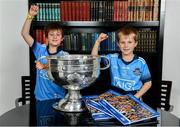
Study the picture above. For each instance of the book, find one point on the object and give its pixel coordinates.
(97, 111)
(128, 109)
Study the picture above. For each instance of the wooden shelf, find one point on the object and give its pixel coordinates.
(96, 24)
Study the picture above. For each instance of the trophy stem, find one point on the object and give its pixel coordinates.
(71, 103)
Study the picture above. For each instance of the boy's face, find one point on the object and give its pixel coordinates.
(55, 37)
(127, 44)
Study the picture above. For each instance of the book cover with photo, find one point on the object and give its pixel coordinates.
(95, 113)
(128, 109)
(98, 112)
(94, 102)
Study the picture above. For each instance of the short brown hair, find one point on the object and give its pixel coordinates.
(53, 26)
(127, 31)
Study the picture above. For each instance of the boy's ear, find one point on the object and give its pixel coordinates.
(136, 43)
(62, 39)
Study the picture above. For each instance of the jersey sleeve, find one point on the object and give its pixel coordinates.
(37, 47)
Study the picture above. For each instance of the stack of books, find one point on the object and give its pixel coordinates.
(125, 108)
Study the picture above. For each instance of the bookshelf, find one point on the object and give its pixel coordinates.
(106, 16)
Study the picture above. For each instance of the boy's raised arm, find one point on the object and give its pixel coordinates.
(25, 32)
(101, 38)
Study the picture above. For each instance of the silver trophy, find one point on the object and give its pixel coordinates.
(74, 72)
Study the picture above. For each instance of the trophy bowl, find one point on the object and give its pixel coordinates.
(73, 72)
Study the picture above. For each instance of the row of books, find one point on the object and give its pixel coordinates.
(127, 109)
(147, 41)
(86, 10)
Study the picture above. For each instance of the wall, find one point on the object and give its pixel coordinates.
(14, 53)
(171, 57)
(14, 60)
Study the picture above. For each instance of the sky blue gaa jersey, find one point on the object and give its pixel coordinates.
(128, 76)
(45, 88)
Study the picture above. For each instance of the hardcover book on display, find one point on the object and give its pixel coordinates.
(128, 109)
(97, 111)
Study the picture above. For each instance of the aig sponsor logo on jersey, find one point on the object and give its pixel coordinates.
(124, 83)
(137, 72)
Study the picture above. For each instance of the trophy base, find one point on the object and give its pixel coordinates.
(70, 106)
(71, 103)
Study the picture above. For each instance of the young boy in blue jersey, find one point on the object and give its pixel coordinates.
(129, 73)
(45, 89)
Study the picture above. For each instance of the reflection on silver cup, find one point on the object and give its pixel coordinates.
(73, 72)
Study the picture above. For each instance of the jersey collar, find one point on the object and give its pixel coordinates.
(58, 49)
(127, 62)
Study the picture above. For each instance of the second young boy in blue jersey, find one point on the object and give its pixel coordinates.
(45, 88)
(129, 73)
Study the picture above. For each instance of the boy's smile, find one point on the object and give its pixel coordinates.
(127, 44)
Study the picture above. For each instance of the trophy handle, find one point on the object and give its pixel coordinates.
(107, 66)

━━━━━━━━━━━━━━━━

▶ _Task prompt_
Copy out the line containing "boy's smile, find", then every line after it through the end of the listing, exactly and with nothing else.

▶ _Output below_
Study the picture above. For each instance of the boy's smile, find one point on the object and give its pixel coordinates.
(127, 44)
Study the picture above. For each instance of the trophy handle, find one point on the object and give its pixel coordinates.
(107, 66)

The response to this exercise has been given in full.